+++ EXCERPTED RECORDS
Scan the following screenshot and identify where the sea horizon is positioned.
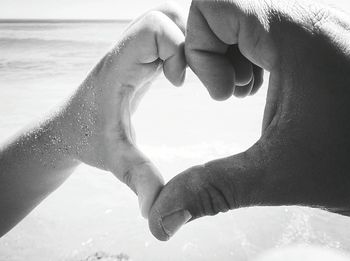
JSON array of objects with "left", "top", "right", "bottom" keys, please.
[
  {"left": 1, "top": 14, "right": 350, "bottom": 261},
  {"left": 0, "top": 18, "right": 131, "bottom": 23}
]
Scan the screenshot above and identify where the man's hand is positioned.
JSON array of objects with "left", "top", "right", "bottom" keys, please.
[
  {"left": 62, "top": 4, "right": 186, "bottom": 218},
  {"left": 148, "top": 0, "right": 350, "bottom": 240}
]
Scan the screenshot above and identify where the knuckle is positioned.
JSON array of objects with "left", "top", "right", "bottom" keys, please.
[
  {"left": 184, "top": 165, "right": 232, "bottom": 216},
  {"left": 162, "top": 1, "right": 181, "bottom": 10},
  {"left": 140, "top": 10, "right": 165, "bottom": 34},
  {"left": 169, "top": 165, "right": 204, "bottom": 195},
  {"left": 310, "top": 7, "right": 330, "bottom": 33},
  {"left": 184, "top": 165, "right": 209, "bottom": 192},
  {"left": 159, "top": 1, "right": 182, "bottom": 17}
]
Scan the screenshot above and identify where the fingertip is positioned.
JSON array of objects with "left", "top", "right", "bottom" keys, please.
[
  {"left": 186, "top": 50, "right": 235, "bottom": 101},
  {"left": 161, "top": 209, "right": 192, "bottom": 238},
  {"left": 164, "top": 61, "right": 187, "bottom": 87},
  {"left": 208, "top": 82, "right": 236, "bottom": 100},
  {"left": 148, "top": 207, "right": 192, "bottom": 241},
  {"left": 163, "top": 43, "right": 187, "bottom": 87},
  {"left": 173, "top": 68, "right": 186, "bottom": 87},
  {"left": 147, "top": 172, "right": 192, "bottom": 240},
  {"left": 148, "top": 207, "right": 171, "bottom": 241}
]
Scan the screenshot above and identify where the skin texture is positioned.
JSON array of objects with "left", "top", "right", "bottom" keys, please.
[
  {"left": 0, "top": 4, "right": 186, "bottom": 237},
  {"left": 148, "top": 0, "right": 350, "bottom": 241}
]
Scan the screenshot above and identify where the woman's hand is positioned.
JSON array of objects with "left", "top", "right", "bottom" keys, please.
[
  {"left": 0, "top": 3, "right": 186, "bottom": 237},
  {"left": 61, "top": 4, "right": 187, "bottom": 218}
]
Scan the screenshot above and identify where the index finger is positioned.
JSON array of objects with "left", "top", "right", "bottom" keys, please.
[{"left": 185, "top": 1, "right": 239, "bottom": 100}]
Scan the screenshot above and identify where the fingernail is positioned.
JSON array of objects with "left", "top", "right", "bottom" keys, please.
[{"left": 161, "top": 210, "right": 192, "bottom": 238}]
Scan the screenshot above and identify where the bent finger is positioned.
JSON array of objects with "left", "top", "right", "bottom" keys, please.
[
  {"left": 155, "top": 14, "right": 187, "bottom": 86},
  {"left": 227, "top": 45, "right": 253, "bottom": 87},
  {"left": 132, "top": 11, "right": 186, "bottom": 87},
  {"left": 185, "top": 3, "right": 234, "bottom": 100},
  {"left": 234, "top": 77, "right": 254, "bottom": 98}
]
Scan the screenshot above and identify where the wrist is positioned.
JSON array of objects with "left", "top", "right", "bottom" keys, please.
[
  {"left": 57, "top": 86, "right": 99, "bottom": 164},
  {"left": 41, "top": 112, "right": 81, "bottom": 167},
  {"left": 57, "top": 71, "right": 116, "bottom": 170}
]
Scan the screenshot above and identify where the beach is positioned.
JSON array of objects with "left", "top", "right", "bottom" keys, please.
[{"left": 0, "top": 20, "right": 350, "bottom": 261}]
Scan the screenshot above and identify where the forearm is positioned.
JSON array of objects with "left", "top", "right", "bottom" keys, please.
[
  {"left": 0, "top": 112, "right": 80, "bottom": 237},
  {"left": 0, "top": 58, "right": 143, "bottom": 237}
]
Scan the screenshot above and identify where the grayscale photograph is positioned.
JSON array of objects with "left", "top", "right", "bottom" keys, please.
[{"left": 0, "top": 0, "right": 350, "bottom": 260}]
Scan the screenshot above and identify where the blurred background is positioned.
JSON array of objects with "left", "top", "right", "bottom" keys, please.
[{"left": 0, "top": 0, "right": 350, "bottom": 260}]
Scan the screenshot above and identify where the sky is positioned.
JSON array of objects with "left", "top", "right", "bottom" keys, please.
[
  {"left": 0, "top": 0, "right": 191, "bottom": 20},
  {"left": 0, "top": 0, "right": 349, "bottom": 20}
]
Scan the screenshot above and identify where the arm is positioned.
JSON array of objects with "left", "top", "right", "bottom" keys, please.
++++++
WORK ORDER: Return only the lines running from the start of the entries above to the line that contains "Scan the screenshot above and identify where the man's", inclusive, and omit every picture.

YOUR SOLUTION:
Scan the following screenshot and identify where the sea horizon is positioned.
JSON array of objects with "left", "top", "right", "bottom" keys, please.
[
  {"left": 1, "top": 14, "right": 350, "bottom": 261},
  {"left": 0, "top": 18, "right": 131, "bottom": 23}
]
Scan the screenshot above and identify where the man's hand is positioned.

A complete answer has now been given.